== GIVEN PROBLEM ==
Could you repeat, word for word, every line from the one containing "Where can you find the shop" through the final line of the records below, and nothing else?

Data records
>>>

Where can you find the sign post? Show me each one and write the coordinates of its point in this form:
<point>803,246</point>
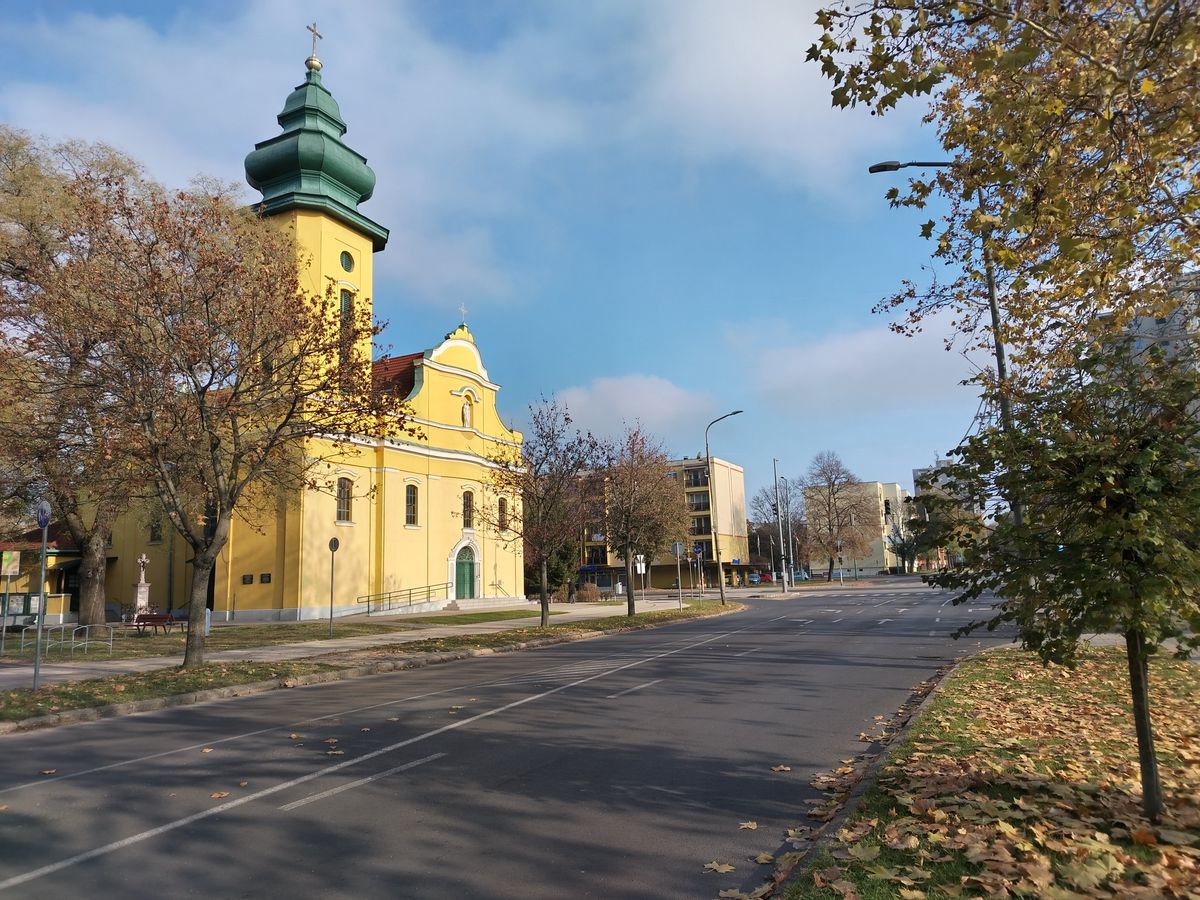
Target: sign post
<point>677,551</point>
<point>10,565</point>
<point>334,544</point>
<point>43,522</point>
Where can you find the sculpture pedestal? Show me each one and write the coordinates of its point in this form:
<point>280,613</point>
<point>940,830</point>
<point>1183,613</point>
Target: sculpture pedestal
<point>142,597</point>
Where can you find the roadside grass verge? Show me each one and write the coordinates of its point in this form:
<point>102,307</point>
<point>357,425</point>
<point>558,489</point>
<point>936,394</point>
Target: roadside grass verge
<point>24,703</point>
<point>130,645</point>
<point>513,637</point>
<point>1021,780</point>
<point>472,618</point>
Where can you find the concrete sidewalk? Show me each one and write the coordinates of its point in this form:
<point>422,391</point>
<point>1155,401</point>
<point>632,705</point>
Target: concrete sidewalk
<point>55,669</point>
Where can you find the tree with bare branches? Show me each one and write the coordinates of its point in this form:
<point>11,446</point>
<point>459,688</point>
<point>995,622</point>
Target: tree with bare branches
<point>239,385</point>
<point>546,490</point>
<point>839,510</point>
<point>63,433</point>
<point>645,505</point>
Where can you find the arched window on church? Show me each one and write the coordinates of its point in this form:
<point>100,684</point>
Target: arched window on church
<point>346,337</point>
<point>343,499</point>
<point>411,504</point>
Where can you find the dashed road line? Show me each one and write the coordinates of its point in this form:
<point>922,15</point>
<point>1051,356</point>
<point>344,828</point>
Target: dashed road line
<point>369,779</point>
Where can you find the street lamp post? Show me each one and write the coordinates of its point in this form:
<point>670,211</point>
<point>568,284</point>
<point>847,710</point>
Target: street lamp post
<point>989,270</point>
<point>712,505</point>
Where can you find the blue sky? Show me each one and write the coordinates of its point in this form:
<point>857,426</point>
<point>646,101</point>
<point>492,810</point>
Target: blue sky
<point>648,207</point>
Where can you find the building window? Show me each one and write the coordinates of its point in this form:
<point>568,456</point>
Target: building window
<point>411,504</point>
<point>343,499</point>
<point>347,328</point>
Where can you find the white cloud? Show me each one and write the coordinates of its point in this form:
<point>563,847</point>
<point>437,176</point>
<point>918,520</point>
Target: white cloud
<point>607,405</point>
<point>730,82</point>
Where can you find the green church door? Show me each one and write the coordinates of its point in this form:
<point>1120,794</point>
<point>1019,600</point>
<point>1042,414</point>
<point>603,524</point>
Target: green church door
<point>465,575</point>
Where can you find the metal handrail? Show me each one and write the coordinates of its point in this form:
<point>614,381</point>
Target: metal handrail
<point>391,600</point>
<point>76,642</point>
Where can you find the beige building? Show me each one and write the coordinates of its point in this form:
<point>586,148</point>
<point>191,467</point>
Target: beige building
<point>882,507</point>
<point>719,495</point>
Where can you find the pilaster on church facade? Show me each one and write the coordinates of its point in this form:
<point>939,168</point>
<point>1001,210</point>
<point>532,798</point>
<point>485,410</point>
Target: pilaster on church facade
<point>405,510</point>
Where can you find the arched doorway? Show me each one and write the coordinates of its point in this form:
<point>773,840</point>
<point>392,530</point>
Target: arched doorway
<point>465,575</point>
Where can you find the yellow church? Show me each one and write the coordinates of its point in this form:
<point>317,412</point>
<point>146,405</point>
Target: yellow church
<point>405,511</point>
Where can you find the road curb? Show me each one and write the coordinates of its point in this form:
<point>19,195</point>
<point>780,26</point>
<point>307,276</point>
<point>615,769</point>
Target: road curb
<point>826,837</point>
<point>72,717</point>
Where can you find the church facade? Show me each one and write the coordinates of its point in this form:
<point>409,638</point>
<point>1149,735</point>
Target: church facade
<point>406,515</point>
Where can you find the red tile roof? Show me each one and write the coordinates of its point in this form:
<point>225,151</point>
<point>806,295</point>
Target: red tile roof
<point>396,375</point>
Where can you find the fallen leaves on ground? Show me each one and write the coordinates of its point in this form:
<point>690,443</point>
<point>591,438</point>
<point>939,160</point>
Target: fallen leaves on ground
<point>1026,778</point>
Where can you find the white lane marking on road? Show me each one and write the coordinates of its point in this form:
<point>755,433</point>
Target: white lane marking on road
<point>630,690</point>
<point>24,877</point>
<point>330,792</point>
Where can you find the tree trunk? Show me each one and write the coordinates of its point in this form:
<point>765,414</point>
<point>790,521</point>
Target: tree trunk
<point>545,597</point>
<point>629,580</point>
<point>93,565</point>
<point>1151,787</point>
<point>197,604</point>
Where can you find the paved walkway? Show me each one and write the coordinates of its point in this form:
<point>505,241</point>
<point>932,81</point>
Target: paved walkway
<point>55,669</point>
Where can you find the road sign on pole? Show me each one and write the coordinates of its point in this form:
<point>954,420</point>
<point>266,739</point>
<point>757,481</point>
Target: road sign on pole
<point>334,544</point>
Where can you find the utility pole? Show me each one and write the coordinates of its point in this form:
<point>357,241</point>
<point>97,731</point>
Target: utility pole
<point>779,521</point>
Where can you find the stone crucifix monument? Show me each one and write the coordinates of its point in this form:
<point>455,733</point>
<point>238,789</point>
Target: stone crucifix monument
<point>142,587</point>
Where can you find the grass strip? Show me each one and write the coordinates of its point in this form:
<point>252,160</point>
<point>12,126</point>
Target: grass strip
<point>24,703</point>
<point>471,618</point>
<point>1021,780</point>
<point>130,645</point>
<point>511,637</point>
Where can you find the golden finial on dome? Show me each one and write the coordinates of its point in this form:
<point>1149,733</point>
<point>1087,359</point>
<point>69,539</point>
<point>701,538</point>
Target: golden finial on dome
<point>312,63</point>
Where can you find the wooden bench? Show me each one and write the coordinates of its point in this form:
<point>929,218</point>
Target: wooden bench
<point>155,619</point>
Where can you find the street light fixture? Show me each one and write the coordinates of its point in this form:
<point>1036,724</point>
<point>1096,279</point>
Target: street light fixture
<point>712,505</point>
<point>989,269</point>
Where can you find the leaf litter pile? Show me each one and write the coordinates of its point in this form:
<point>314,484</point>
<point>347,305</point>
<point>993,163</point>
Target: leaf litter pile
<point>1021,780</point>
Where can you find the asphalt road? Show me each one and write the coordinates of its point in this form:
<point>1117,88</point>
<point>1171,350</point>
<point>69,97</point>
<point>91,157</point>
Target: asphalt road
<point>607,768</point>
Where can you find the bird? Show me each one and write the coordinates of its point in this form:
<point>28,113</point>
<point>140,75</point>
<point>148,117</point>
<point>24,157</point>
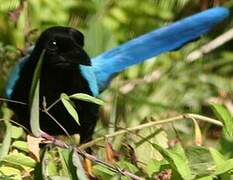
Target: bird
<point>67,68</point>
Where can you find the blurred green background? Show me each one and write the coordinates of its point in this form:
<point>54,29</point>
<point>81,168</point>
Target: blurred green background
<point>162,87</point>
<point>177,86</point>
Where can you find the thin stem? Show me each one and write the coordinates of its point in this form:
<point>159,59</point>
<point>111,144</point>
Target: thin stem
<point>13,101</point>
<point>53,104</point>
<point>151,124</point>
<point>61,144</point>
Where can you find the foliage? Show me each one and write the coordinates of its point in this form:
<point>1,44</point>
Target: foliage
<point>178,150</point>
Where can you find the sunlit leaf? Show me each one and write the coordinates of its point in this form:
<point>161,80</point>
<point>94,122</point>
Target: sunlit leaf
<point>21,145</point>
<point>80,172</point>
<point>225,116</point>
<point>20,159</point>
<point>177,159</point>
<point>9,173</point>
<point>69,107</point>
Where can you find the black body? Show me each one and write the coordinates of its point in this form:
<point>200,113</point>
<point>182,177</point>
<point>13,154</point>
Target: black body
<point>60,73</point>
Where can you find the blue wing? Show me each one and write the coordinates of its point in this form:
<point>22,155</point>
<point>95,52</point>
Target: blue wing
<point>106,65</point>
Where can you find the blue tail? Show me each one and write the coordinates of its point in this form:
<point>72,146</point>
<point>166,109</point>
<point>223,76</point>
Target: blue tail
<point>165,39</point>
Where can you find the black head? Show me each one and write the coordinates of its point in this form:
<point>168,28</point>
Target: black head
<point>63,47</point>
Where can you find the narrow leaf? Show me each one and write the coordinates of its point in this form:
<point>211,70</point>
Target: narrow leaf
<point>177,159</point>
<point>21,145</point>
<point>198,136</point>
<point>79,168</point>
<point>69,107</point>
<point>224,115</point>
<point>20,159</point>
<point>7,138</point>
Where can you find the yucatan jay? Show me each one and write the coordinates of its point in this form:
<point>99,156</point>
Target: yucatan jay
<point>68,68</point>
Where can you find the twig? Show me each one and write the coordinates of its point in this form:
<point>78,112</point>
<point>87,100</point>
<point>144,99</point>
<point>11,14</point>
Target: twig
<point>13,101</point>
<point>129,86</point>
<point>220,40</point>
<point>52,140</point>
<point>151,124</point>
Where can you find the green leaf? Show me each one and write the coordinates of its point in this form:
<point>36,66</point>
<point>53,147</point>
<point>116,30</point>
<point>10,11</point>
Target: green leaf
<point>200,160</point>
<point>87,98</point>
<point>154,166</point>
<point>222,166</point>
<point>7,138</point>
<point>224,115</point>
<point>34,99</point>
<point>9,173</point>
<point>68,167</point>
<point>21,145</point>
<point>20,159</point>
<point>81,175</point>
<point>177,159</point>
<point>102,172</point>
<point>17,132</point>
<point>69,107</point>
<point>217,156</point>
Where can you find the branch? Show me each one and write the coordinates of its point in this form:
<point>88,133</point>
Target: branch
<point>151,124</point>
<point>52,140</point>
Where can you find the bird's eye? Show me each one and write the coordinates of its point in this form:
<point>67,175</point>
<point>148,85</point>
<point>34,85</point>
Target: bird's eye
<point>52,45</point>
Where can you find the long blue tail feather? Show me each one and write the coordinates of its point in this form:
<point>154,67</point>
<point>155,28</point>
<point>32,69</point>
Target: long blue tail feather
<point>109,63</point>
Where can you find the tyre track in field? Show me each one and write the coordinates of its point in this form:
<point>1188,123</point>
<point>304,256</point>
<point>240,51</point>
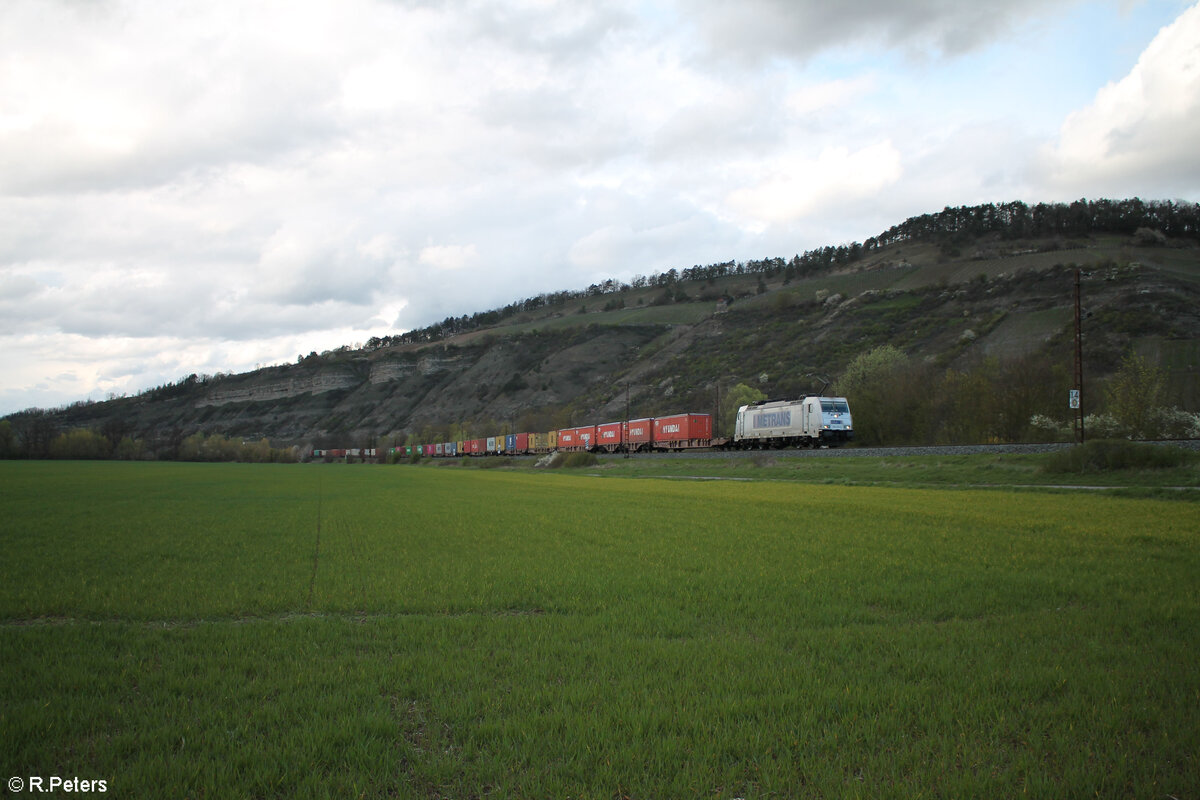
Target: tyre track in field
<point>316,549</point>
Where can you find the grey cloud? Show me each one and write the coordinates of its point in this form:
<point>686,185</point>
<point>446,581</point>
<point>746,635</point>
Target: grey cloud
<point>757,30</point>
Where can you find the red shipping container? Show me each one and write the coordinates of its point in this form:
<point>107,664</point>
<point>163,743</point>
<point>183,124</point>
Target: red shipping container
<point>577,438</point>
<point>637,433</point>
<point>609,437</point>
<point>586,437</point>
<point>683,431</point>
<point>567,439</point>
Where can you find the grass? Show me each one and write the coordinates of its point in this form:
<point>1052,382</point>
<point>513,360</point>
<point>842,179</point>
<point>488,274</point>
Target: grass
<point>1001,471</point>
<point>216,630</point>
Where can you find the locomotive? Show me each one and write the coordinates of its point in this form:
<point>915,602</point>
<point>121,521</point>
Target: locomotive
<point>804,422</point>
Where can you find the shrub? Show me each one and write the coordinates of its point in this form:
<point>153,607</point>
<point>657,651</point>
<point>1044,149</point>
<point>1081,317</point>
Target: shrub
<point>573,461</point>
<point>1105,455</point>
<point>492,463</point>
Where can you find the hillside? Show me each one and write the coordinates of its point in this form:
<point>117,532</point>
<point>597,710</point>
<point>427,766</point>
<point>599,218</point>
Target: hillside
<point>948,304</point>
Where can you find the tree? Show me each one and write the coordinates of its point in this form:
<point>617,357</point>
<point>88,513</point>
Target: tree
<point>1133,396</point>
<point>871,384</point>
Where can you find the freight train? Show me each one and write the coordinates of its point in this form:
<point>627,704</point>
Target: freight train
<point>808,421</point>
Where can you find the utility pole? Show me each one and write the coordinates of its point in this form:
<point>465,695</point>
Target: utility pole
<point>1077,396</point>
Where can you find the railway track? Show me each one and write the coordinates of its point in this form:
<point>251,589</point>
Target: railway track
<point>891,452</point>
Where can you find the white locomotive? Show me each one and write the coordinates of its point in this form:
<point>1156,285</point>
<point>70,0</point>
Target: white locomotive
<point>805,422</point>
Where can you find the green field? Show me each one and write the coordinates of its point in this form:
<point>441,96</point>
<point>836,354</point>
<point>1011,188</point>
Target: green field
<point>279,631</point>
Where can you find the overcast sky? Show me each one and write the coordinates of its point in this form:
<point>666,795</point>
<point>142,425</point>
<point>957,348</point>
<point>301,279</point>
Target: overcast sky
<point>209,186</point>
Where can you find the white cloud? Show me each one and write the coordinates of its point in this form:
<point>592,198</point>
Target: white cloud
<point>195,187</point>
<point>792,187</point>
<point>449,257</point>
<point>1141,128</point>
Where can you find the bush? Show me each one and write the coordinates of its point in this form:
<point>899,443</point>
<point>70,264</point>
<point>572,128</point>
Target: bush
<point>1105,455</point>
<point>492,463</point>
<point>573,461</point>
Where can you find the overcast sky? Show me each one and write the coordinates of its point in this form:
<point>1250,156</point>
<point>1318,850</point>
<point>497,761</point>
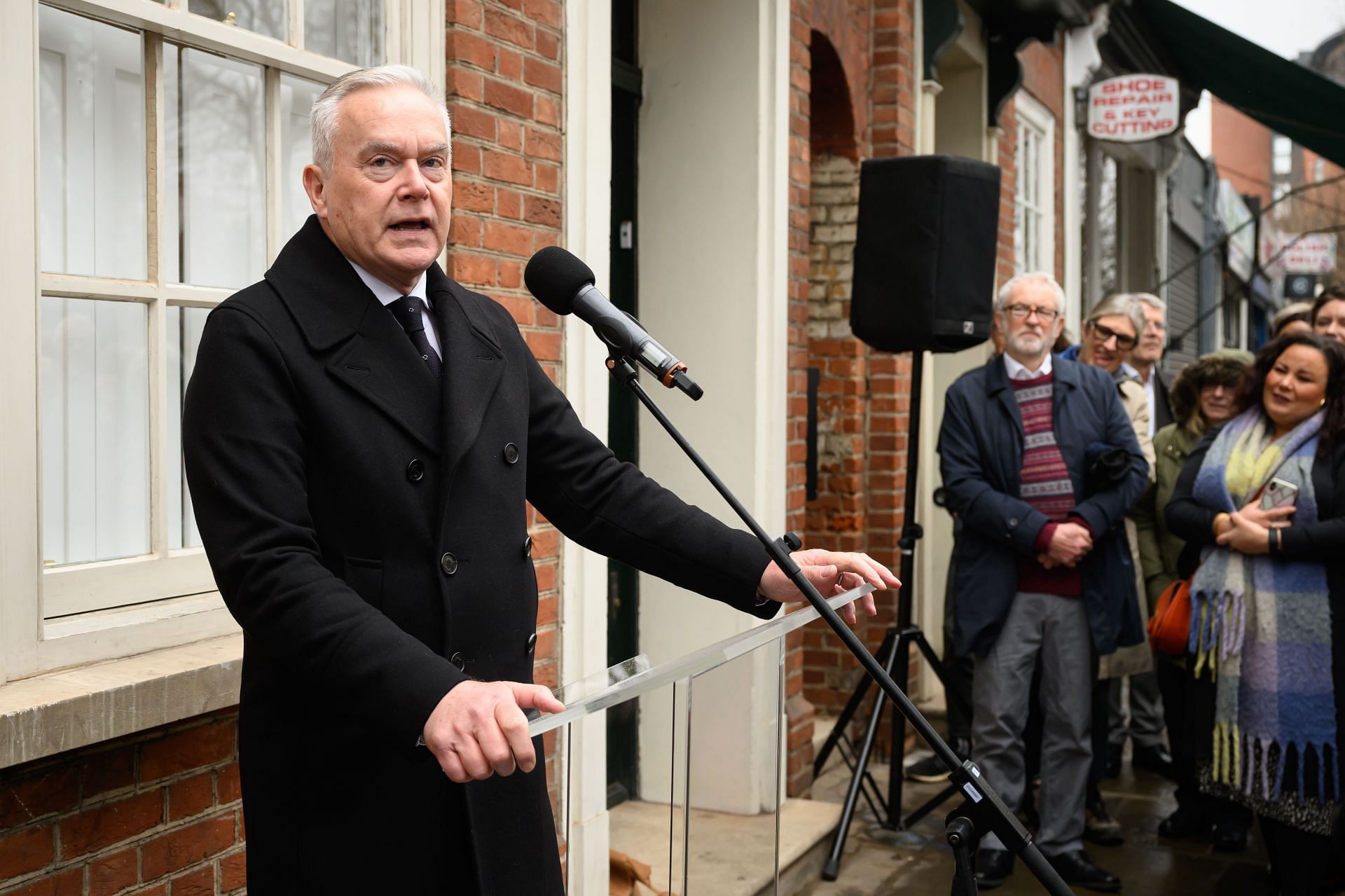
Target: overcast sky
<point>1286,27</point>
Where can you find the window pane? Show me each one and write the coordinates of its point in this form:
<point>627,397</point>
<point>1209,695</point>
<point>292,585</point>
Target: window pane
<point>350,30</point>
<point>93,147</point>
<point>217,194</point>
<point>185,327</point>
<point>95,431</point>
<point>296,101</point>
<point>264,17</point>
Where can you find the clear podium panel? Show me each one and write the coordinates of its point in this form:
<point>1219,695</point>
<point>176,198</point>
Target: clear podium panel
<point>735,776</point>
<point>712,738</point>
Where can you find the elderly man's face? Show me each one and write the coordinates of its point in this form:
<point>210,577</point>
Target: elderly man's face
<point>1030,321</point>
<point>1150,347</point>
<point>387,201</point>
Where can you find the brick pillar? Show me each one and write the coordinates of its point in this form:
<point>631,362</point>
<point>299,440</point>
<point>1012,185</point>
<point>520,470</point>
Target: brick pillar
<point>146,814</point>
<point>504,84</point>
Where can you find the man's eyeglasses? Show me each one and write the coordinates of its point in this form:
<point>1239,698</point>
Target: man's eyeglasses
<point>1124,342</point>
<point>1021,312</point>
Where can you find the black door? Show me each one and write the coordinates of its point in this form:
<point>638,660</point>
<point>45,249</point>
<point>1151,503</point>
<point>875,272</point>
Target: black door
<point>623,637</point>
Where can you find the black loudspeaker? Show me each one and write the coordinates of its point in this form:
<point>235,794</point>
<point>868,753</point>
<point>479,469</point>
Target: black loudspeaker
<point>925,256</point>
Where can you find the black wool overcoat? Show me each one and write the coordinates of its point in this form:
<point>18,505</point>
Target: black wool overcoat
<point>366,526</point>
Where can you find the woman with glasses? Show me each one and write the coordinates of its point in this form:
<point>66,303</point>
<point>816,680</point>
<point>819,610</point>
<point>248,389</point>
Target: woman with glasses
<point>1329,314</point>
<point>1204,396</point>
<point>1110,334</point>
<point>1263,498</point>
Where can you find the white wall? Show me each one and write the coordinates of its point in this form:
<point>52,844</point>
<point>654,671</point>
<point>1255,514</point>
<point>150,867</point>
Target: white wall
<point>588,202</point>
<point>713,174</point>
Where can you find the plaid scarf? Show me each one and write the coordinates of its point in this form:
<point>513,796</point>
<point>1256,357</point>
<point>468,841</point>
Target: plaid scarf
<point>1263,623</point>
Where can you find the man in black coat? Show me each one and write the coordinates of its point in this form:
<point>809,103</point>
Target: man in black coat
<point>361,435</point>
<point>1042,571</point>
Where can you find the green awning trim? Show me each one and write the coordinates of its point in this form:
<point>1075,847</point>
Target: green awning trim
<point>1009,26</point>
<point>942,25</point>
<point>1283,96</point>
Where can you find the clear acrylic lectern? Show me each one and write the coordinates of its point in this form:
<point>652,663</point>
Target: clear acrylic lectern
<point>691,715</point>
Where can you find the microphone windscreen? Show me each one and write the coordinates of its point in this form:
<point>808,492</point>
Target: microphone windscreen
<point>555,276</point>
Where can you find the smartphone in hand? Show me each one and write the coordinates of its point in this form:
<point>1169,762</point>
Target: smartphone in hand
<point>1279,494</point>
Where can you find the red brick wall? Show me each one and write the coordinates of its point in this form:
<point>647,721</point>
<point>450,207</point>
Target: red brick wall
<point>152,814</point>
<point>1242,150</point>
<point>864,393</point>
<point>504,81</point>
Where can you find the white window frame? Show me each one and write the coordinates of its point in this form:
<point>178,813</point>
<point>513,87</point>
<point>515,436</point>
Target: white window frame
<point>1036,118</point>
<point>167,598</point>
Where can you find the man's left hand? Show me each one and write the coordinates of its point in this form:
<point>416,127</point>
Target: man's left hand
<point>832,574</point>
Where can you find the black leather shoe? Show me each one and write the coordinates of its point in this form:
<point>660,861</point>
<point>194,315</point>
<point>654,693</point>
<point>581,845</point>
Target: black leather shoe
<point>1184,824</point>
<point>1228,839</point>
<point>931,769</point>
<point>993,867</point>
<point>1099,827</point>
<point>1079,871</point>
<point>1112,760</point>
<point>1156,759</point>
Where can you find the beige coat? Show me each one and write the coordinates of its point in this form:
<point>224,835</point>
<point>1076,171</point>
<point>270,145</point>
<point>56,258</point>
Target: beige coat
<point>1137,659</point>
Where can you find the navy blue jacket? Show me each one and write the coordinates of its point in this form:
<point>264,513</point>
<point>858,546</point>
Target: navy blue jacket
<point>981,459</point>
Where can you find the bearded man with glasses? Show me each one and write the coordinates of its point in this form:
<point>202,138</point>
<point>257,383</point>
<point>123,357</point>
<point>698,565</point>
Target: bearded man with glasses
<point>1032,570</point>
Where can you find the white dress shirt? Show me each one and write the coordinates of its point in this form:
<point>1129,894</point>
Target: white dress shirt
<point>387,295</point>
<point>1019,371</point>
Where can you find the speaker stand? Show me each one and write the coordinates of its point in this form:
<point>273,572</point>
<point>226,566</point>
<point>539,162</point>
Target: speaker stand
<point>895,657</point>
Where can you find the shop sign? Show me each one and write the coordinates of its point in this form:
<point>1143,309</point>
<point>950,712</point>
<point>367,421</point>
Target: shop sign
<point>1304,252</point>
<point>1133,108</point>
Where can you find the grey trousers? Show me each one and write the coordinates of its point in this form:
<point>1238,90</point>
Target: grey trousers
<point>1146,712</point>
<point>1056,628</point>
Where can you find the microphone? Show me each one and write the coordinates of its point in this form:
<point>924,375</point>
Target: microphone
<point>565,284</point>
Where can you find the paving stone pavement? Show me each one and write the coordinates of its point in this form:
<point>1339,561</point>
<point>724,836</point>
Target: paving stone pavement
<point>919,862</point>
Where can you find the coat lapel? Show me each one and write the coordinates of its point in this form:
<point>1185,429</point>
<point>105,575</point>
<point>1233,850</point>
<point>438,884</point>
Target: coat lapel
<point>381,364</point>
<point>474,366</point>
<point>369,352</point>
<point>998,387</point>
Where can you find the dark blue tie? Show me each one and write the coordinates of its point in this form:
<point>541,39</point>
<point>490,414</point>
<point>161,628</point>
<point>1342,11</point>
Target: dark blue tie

<<<

== COMPLETE RESPONSE ==
Where can you find the shop sign? Show me each one and write the coordinates of its point in this form:
<point>1143,309</point>
<point>950,712</point>
<point>367,421</point>
Target: shop sign
<point>1304,252</point>
<point>1133,108</point>
Where can you find the grey trousers? Show me each one and write the coordinates of its point in this form:
<point>1238,90</point>
Target: grey trousers
<point>1146,712</point>
<point>1056,628</point>
Where can you find the microphone? Show me each one and write the coordinates of its point in this form:
<point>924,375</point>
Target: microphone
<point>565,284</point>
Where can you find the paving stone pavement? Show me each one and write the coordinates of its point in this form:
<point>1339,561</point>
<point>724,836</point>
Target: paving stone pavement
<point>919,862</point>
Where can you find the coat lapel? Show me each one and write the coordinates of its point in this form:
<point>1185,429</point>
<point>105,575</point>
<point>1233,850</point>
<point>438,884</point>
Target: coat lapel
<point>381,364</point>
<point>474,366</point>
<point>369,352</point>
<point>998,387</point>
Where can you find the dark blue tie? Show me each one and write the coordinates of its point in this form:
<point>541,39</point>
<point>490,414</point>
<point>161,628</point>
<point>1342,11</point>
Target: dark blue tie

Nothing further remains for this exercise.